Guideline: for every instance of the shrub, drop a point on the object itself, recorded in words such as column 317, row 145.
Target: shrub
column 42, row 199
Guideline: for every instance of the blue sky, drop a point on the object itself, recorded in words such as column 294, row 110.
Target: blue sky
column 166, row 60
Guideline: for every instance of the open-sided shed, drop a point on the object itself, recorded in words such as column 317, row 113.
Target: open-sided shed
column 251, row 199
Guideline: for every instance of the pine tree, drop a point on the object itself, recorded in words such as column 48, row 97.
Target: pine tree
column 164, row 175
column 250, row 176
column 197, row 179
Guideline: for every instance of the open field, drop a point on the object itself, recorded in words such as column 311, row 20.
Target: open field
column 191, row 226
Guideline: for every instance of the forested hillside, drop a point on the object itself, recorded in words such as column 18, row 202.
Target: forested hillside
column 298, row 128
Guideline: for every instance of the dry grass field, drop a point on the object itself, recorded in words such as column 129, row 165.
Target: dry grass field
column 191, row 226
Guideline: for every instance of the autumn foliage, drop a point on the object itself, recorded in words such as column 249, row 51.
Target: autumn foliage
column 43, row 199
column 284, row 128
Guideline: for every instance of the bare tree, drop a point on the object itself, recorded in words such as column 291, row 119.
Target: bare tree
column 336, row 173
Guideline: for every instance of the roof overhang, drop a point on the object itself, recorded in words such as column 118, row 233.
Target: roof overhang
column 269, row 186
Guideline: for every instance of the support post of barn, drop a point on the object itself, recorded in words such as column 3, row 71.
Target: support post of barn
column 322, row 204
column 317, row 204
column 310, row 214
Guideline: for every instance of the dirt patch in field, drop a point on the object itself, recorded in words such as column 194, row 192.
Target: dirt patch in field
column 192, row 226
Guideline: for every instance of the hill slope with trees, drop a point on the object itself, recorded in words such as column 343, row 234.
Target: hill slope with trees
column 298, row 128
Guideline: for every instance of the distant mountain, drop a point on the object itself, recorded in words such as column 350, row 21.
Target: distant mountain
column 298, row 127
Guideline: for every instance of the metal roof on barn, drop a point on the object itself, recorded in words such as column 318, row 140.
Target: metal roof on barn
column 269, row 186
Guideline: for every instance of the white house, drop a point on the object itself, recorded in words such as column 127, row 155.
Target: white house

Challenge: Return exactly the lines of the data, and only those, from the line with "Guideline: for every instance of the open field, drop" through the last line, inclusive.

Answer for this exercise:
Guideline: for every instance of the open field, drop a point on the object itself, recorded in words such as column 311, row 20.
Target: open field
column 191, row 226
Guideline: for every instance of the forested hillside, drop a point on the object itself, recorded in words such as column 18, row 202.
Target: forested hillside
column 298, row 128
Guideline: for every instance of the dry grass field, drop a point on the object itself, recorded in words such as column 129, row 165.
Target: dry grass field
column 191, row 226
Guideline: for every instance of the autumn foliage, drop a point on the object itself, recorded in words such as column 249, row 51.
Target: autumn foliage
column 43, row 199
column 284, row 128
Guideline: for every instance of the bare tree, drop a point on the object itself, recorded in words such as column 291, row 119.
Target: bare tree
column 336, row 173
Guideline: for every instance of the roof overhang, drop a point on the object itself, recorded in words such as column 118, row 233.
Target: roof overhang
column 269, row 186
Guideline: for every instance of the support post of barn, drop a point on the object itself, recorded in words such as column 3, row 71.
Target: support post of barn
column 322, row 204
column 317, row 204
column 310, row 214
Guideline: for every instance of the dirt patch in field, drop a point on the object itself, recorded in words such as column 194, row 192.
Target: dirt patch in field
column 192, row 226
Guideline: for every instance of the hill slope with trees, drop a point on the object itself, recorded in words such as column 343, row 234.
Target: hill slope with trees
column 298, row 128
Guideline: for every instance of the distant mountain, drop a point on the object itself, recorded in words such as column 350, row 21.
Target: distant mountain
column 298, row 127
Guideline: for every instance of the metal roof on barn, drop a point on the object itself, recorded in words such as column 318, row 140.
Target: metal roof on barn
column 269, row 186
Guideline: for every instance of the white house, drop a point on the object itself, recorded in words such as column 127, row 155.
Target: white house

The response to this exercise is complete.